▶ [Problem description]
Retype the entries. Match them exactly.

Natural-language object grounding data
---------------
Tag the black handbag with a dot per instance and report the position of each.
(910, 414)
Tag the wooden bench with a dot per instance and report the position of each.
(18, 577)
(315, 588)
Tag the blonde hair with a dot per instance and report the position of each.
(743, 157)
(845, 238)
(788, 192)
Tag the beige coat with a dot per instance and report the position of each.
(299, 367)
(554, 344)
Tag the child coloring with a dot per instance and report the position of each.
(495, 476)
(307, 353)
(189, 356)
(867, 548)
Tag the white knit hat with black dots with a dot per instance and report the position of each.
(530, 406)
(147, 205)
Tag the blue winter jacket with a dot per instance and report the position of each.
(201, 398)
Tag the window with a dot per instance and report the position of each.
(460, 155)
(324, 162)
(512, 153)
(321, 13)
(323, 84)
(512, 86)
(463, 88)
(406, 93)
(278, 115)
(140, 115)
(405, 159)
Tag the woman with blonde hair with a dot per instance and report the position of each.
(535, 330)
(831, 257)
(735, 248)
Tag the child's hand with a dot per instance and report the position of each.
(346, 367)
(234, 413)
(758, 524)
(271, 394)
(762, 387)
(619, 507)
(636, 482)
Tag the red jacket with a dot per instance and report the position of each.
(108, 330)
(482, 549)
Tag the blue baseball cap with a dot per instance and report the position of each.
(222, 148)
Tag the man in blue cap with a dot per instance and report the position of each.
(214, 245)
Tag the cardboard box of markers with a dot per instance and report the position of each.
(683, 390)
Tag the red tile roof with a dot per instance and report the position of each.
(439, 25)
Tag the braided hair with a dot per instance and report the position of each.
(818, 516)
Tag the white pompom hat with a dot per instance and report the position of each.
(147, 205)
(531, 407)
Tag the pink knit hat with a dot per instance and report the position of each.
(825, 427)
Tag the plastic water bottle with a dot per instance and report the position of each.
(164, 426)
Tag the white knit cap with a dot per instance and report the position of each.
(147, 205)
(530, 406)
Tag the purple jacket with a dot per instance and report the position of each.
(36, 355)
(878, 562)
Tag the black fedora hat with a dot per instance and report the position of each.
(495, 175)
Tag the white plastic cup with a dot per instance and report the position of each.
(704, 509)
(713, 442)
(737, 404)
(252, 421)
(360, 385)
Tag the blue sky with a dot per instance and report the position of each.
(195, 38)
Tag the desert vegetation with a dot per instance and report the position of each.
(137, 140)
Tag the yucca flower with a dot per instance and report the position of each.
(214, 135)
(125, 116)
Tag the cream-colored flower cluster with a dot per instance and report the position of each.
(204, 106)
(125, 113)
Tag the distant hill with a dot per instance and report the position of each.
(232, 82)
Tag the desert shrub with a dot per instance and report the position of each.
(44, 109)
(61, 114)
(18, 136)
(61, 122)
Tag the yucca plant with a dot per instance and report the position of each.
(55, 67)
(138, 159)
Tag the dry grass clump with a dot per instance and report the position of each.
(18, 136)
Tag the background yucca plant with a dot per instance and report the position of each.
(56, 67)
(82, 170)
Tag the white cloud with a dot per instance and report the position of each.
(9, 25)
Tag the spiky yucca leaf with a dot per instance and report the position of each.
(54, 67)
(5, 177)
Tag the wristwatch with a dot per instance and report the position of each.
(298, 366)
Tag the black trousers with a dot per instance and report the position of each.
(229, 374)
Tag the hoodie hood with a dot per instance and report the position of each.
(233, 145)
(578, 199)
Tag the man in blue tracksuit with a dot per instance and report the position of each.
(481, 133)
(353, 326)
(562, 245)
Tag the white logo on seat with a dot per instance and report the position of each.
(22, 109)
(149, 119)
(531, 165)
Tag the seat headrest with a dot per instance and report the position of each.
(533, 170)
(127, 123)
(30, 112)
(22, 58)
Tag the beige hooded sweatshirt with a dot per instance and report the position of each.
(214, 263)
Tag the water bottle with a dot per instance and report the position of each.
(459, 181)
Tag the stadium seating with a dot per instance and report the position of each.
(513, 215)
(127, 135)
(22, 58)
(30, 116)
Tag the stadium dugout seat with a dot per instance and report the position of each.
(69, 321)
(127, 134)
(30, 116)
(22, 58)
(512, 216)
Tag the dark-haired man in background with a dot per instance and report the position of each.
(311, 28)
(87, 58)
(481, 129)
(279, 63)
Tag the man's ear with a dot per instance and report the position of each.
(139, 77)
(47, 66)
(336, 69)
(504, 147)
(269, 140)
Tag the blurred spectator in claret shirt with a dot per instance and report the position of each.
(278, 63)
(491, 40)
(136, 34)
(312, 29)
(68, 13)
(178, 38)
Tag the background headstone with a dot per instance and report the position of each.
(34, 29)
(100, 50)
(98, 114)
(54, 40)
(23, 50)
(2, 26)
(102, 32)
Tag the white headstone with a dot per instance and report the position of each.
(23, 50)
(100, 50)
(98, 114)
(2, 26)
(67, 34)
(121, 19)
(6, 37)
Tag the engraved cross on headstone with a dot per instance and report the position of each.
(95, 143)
---------------
▶ [Solution to this task]
Tag the black handbag with a dot per instance and report the position of each.
(910, 414)
Tag the wooden bench with a dot per instance and report the position of each.
(18, 577)
(315, 588)
Tag the blonde hair with a dot per instance and report the position of each.
(743, 157)
(845, 238)
(788, 192)
Tag the beige coat with a dot per instance and report the position of each.
(299, 367)
(554, 344)
Tag the child coloring with a dot per instance and report the position of each.
(495, 476)
(307, 353)
(189, 356)
(867, 548)
Tag the white knit hat with black dots with a dot per instance and report the position of each.
(530, 406)
(147, 205)
Tag the blue winter jacket with a dot per instance and report the position of each.
(201, 398)
Tag the window with a dot per instance and report the position of each.
(460, 155)
(324, 162)
(512, 153)
(321, 13)
(323, 84)
(512, 86)
(463, 88)
(406, 93)
(278, 115)
(140, 115)
(405, 159)
Tag the woman with blonde hair with a dot per instance and report the position of each.
(535, 330)
(831, 257)
(735, 248)
Tag the child's hand with a dot per instance and report the position of each.
(346, 367)
(234, 413)
(758, 524)
(271, 394)
(762, 387)
(619, 507)
(636, 482)
Tag the red jacket with a dot per instance and report the position of each.
(108, 330)
(482, 549)
Tag the blue baseball cap with a dot per instance and report the position of each.
(222, 148)
Tag the man in blue cap with a dot per instance and report the position of each.
(214, 245)
Tag the cardboard box of markers with a dot per instance and report the position of each.
(683, 390)
Tag the red tile roof with a dot per instance and report the position of each.
(439, 25)
Tag the braided hair with a dot per instance and report the position of each.
(818, 516)
Tag the white pompom hat with a dot per instance and report the position of each.
(147, 205)
(531, 407)
Tag the pink knit hat with a dot per instance and report the position of each.
(825, 427)
Tag the plastic water bottle with a dot per instance and report the position of each.
(164, 426)
Tag the white knit cap with a dot per instance and report the position of each.
(147, 205)
(530, 406)
Tag the purple jacket with a dot per instance and report the position of each.
(36, 355)
(878, 562)
Tag the black fedora hat with a dot per instance and report the position of each.
(495, 175)
Tag the white plastic cup with a dot per instance and report the position of each.
(704, 509)
(713, 442)
(737, 404)
(252, 421)
(360, 385)
Tag the blue sky with a dot per instance and report the position of each.
(195, 38)
Tag the desert vegetation with a dot per instance and report the position of each.
(137, 140)
Tag the yucca flower with a dot per instance and report the position of each.
(214, 135)
(125, 116)
Tag the cream-colored flower cluster with a dot per instance and report the position of each.
(204, 106)
(125, 113)
Tag the distant hill with a dot per instance and report the position of each.
(232, 82)
Tag the desert shrub with a dot per instance and report the position of each.
(44, 109)
(61, 114)
(18, 136)
(61, 122)
Tag the yucca plant with a dot per instance and report the position of each.
(55, 67)
(138, 159)
Tag the dry grass clump with a dot per instance and report the position of each.
(18, 136)
Tag the background yucca plant with a dot per instance and report the position of each.
(56, 67)
(82, 170)
Tag the white cloud with a dot per instance and report the position of each.
(9, 25)
Tag the spiky yucca leaf with a dot per instance and report the position of each.
(54, 67)
(5, 177)
Tag the wristwatch with a dot per instance and report the position of each.
(298, 366)
Tag the black trousers with a dot per instance and report the position of each.
(229, 374)
Tag the hoodie hood with a dot per instance and report the position of each.
(233, 145)
(578, 199)
Tag the man in blue tracksuit with a dot per instance and report the position of each.
(481, 133)
(353, 326)
(562, 245)
Tag the white logo on seat with a dot per instance and report the position of each.
(22, 109)
(149, 119)
(531, 165)
Tag the seat headrest with a dot per instance and report the position of each.
(533, 170)
(127, 123)
(30, 112)
(22, 58)
Tag the beige hooded sweatshirt with a dot per instance and report the position of each.
(214, 263)
Tag the water bottle with a dot per instance and report the position of each.
(459, 181)
Tag the stadium seating with a dot per instance and report the position of each.
(513, 215)
(127, 135)
(22, 58)
(30, 116)
Tag the stadium dugout seat with a dot per instance and report the position of each.
(69, 321)
(127, 134)
(30, 116)
(22, 58)
(512, 216)
Tag the dark-haired man in background with a dot per instance and report the position of each.
(311, 28)
(87, 58)
(481, 129)
(279, 63)
Tag the man's ear with a dot per instance and report the position of each.
(139, 77)
(47, 66)
(336, 69)
(504, 147)
(269, 140)
Tag the blurred spectator in claret shirt with a dot per instance and report the position of each.
(278, 63)
(491, 40)
(136, 34)
(312, 29)
(68, 13)
(178, 38)
Tag the background headstone with a dot per instance and report the position of each.
(34, 29)
(100, 50)
(98, 114)
(54, 40)
(23, 50)
(2, 26)
(102, 32)
Tag the white headstone with a dot per instance and report the position of each.
(23, 50)
(100, 50)
(98, 114)
(2, 26)
(67, 34)
(121, 19)
(6, 37)
Tag the engraved cross on headstone with a dot per instance and report the position of each.
(95, 143)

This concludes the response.